Records for this exercise -
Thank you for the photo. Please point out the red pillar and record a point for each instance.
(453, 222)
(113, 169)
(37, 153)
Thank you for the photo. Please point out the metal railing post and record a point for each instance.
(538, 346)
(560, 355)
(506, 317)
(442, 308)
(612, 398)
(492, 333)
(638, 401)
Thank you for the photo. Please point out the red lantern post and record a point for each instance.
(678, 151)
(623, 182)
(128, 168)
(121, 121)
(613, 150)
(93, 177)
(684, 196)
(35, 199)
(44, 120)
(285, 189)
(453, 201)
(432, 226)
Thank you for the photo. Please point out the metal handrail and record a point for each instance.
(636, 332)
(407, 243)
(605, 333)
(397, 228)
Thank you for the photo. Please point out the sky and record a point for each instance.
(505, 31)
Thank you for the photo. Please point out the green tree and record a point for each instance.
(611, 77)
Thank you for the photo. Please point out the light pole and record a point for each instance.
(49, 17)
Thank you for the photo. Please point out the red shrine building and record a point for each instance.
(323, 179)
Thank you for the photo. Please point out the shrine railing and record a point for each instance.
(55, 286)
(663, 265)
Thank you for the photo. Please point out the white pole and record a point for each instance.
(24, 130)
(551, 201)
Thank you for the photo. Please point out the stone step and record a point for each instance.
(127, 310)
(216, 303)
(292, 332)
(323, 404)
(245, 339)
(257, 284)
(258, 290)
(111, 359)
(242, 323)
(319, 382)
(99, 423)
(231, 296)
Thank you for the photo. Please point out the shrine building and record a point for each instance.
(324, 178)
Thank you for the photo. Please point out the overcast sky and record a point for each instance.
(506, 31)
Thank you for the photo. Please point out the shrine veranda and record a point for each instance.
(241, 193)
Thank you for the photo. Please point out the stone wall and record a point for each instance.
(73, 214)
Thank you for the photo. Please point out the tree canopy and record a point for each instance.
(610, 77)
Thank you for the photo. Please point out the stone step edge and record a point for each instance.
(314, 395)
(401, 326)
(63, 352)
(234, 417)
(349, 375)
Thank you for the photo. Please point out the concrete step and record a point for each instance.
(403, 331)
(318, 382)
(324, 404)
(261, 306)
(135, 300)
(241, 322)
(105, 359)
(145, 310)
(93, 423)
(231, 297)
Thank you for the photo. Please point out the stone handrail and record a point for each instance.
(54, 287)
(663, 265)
--
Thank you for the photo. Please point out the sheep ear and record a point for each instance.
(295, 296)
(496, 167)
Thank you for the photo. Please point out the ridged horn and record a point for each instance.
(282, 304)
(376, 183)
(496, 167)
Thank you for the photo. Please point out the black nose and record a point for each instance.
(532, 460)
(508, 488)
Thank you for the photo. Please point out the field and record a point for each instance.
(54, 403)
==
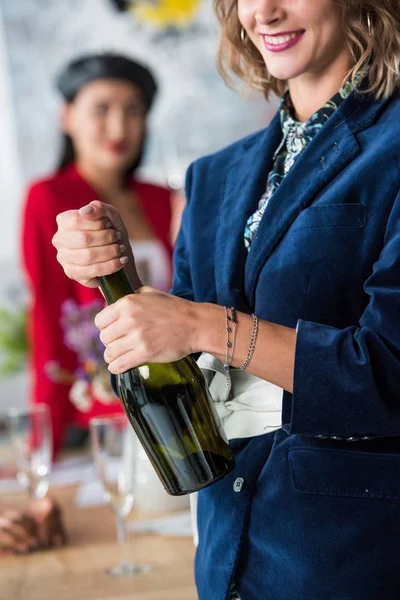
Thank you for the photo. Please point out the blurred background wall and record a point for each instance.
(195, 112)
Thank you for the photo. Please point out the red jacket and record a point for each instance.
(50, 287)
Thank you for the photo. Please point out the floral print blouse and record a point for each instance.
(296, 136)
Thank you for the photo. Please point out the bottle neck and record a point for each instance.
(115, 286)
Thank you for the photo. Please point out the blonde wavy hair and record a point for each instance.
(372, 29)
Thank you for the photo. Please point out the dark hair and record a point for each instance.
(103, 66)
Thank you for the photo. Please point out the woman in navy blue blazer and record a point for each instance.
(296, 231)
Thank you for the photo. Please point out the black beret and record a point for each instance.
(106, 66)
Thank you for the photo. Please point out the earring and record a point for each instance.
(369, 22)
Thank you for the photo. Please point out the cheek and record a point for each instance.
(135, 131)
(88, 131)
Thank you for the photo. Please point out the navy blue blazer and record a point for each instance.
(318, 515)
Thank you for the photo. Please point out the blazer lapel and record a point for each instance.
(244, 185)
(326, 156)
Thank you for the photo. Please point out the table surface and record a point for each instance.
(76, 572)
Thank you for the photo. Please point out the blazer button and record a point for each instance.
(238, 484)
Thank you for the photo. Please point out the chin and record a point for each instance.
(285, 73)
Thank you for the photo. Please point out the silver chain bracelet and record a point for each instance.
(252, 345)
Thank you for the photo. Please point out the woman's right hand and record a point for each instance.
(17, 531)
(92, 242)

Stated problem - State how many lines of the data above contain the word "hair". Give only the number.

Problem solution - 2